- **Using the information**:
a – Retype the stretch from "Even so, con" through "him in Alabama)." in the passage about black voters and the Republican Party, word for word.
b – Extend the commentary on why black voters mostly stay with the Democrats, beginning right after its last sentence.

- **Provided passage**:
• • • •
Even so, con men often do well. Trump would do better if he didn't turn around so often and shoot himself in the foot with black voters by tweeting that black critics of him have low IQs, or saying that there were good people among white nationalist groups, or by flirting with clear racists like David Duke.
And black voters also get repelled by people like Jeff Sessions, who is what the Klan looks like when it goes to law school and becomes a respectable pillar of the Methodist Church. They'd be more willing to step over toward the Republican side if it weren't for people like Roy Moore (it was the black vote that beat him in Alabama).
And they'd be more willing to step over to the Republican side if they thought the Republicans supported working people and the poor on economic issues. Republicans in a lot of states are following the Kansas and Oklahoma model: Cut taxes in ways that mostly benefit the wealthier, and then cut services to the bone to help offset the loss of tax revenue. That approach led to a crisis in Kansas, and in Oklahoma it means they can't afford to keep the schools open for five days a week. Black voters still associate Republicans with trickle down economics, and they've seen over the course of almost 40 years that very little actually trickles down to them, certainly not enough to create Reagan's promised rising tide that lifts all boats. Real wages have been pretty stagnant since that time, and income inequality has grown.
To a lot of black voters, it looks like the Republicans have been the party of empty promises who are still firmly on the side of the wealthy elites and big business and who don't give a **** about them. I would argue that this has been a bigger reason than welfare policy for why they have stayed mostly in the Democratic camp.
• • • •
- **Given information**:
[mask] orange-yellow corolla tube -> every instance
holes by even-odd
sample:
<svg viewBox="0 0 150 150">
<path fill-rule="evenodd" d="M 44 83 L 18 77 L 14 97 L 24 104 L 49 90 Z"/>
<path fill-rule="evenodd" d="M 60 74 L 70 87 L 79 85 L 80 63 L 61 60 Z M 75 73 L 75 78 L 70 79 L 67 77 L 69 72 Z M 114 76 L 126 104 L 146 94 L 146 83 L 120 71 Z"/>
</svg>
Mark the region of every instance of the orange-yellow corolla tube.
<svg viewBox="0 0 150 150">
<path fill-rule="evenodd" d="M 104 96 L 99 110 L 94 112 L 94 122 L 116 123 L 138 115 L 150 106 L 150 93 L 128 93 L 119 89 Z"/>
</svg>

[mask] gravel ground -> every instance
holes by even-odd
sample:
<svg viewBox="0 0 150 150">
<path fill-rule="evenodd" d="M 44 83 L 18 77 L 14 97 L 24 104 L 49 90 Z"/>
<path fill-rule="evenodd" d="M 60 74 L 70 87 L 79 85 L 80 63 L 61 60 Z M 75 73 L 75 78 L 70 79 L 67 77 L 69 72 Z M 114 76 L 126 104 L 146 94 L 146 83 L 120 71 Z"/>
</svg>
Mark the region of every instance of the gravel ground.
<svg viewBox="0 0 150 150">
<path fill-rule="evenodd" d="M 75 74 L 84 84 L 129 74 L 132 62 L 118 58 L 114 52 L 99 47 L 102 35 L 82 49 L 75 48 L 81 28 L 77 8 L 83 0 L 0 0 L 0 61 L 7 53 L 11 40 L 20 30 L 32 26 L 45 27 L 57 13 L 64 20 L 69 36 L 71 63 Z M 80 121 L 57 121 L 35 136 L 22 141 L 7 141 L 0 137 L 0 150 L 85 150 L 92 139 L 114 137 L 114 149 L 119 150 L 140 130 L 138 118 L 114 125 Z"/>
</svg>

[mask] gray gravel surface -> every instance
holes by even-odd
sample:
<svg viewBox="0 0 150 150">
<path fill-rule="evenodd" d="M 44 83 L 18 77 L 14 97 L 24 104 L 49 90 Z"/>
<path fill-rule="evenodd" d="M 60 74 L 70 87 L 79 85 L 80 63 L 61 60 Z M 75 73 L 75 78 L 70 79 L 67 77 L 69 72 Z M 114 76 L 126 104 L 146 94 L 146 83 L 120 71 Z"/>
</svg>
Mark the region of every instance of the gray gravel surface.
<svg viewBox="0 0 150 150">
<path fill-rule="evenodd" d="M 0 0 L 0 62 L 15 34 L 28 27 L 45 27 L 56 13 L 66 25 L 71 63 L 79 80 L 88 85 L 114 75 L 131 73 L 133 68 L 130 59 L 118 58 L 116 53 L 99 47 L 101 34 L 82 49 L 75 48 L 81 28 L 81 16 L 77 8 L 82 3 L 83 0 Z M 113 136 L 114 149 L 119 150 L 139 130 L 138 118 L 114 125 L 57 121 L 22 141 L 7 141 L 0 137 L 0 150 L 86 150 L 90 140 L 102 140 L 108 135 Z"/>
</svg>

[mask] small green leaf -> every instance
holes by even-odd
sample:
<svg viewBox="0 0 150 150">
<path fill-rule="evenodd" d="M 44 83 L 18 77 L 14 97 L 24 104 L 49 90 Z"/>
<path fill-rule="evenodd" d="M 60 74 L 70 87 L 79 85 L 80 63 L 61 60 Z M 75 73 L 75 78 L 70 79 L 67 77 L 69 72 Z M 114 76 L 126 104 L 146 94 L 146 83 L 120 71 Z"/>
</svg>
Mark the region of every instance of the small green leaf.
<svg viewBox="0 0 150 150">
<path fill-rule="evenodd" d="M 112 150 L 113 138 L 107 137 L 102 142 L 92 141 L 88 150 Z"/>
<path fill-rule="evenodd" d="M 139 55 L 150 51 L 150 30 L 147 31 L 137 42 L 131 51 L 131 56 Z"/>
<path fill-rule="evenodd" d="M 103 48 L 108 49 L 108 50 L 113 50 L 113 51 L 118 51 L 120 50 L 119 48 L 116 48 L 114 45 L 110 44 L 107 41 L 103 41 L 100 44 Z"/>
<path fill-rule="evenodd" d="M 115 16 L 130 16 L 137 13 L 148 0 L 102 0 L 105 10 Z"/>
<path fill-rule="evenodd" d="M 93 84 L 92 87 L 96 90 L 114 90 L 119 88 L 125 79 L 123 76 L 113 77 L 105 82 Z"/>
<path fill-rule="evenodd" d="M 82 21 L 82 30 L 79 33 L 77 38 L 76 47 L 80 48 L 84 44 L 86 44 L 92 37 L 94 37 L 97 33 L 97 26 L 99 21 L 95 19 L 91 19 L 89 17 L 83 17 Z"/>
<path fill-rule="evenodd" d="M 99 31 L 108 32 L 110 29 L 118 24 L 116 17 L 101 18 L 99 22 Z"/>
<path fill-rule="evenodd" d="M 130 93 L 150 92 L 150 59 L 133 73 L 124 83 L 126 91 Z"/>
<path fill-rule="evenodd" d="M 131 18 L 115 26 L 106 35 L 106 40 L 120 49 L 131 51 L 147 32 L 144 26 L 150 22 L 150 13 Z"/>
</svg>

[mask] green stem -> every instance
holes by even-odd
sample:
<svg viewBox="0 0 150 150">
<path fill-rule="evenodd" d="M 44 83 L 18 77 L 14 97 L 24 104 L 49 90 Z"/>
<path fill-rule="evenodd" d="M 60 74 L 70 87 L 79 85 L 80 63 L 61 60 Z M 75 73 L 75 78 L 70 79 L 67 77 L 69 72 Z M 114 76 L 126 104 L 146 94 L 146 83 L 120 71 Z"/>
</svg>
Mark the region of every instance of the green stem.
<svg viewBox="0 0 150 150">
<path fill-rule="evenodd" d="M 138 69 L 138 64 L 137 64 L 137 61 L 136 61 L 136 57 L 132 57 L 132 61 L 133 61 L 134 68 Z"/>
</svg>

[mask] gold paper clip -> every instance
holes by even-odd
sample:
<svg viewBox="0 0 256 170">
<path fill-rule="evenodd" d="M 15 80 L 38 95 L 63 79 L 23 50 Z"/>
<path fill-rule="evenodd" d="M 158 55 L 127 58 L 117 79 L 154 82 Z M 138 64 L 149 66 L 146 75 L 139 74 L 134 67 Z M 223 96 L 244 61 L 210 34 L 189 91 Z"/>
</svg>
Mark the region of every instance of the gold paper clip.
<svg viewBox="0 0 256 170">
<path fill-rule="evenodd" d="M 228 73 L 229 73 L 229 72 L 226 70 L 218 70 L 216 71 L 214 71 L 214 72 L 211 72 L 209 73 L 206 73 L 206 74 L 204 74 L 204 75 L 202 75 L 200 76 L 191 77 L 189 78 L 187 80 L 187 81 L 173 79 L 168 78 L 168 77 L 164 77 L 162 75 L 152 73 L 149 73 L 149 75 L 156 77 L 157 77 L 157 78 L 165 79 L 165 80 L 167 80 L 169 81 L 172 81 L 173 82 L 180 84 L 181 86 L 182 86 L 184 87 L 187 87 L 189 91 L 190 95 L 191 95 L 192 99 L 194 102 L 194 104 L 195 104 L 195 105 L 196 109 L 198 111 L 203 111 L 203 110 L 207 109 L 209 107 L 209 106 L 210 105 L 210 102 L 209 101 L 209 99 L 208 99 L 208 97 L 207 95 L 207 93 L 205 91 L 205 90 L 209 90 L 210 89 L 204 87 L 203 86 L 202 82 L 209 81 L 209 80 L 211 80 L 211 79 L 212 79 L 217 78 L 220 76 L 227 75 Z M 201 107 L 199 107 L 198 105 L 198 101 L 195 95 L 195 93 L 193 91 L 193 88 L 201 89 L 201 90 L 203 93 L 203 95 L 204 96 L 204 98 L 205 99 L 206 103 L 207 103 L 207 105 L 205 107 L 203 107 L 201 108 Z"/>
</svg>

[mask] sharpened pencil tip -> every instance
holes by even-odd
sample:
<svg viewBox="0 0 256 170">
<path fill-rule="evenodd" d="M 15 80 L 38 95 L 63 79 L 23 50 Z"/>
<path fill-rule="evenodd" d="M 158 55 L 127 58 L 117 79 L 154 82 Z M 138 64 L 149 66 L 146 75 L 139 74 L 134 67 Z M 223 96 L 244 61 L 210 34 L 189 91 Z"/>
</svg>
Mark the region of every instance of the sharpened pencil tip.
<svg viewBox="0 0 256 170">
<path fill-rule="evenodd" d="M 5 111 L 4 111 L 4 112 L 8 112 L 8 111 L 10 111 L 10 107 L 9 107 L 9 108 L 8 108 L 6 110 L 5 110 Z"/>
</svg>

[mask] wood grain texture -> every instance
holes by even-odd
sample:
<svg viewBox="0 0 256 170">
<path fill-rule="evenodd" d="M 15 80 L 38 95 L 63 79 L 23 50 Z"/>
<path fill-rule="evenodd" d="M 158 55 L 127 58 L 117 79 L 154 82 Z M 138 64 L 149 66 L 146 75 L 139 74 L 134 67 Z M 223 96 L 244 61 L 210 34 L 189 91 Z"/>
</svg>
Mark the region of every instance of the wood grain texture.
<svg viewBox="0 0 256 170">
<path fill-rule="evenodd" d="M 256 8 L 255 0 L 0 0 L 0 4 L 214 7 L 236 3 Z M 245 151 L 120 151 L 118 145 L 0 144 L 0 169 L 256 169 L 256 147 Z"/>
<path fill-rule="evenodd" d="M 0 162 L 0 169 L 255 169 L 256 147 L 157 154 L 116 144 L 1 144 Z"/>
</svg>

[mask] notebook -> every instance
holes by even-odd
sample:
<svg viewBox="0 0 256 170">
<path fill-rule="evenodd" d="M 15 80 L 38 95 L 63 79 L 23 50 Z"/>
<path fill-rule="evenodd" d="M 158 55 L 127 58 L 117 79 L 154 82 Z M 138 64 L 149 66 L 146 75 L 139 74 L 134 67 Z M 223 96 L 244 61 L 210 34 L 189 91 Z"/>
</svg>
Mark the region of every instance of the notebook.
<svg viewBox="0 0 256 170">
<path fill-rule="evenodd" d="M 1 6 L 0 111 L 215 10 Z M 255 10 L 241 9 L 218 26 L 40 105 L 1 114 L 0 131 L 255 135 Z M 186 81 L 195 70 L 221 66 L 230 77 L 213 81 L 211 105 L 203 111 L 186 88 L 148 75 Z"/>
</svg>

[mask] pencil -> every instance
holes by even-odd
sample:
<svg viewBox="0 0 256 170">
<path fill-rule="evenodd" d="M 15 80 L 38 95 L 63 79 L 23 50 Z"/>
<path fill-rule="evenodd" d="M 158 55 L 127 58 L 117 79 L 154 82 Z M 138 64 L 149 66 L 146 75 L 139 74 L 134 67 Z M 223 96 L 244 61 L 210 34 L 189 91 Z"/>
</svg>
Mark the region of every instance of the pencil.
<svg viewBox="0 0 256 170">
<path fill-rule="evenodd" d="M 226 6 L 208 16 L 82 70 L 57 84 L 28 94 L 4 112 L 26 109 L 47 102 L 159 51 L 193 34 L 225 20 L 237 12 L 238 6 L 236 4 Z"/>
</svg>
• • • •
- **Set of answers**:
a –
Even so, con men often do well. Trump would do better if he didn't turn around so often and shoot himself in the foot with black voters by tweeting that black critics of him have low IQs, or saying that there were good people among white nationalist groups, or by flirting with clear racists like David Duke.
And black voters also get repelled by people like Jeff Sessions, who is what the Klan looks like when it goes to law school and becomes a respectable pillar of the Methodist Church. They'd be more willing to step over toward the Republican side if it weren't for people like Roy Moore (it was the black vote that beat him in Alabama).

b –
Trump had a real chance to make some inroads if he had been serious about the concerns of black voters. But he seems to have pretty well convinced them that he's not.
You're right that someone needs to address the problems of black people who grow up in poor inner-city neighborhoods like Southside Chicago or West Baltimore or parts of Miami or the 5th Ward in Houston. Most of the problems, from crime to low school achievement, have roots in entrenched poverty and lack of opportunity. Take kids out of those neighborhoods and put them in places where they are surrounded by the things all kids need -- a critical mass of caring adults, safe places, housing stability where they're not having to move to another place every few months, decent nutrition and decent access to healthcare, decent education and opportunities to serve others -- and they thrive. All the attainment gaps between them and white suburban kids disappear. There are some real successes here like the Harlem Children's Zone or the Parramore neighborhood in Orlando and some of the charter schools where kids actually live during the week.
And the same is true with white kids who are growing up in the Rust Belt and rural areas where the opioid epidemic is rampant. They're falling through the cracks right now at the rate you used to think of with the inner city. Change the situation with the "basic nutrients" that all kids need, and their whole life trajectory changes.
The problem is that these interventions are expensive because they have to be pretty intensive. Money is no guarantee of success; it has to be spent on the right things. Democrats too often defend the expenditures to protect their programs as if money alone were all that is needed. Republicans too often want to cut funds to save money and pretend that money isn't part of the answer (it is). Both parties are part of a US culture that wants to do things on the cheap and claim victory rather than invest the time and money to do the job right.
We know how to do it right, because there are too many efforts like those I described above that are doing it right. But these tend to be smaller and isolated because it would cost so much to take them to scale. It's more about summoning the will than reinventing the wheel. As a country, we just don't really have the will.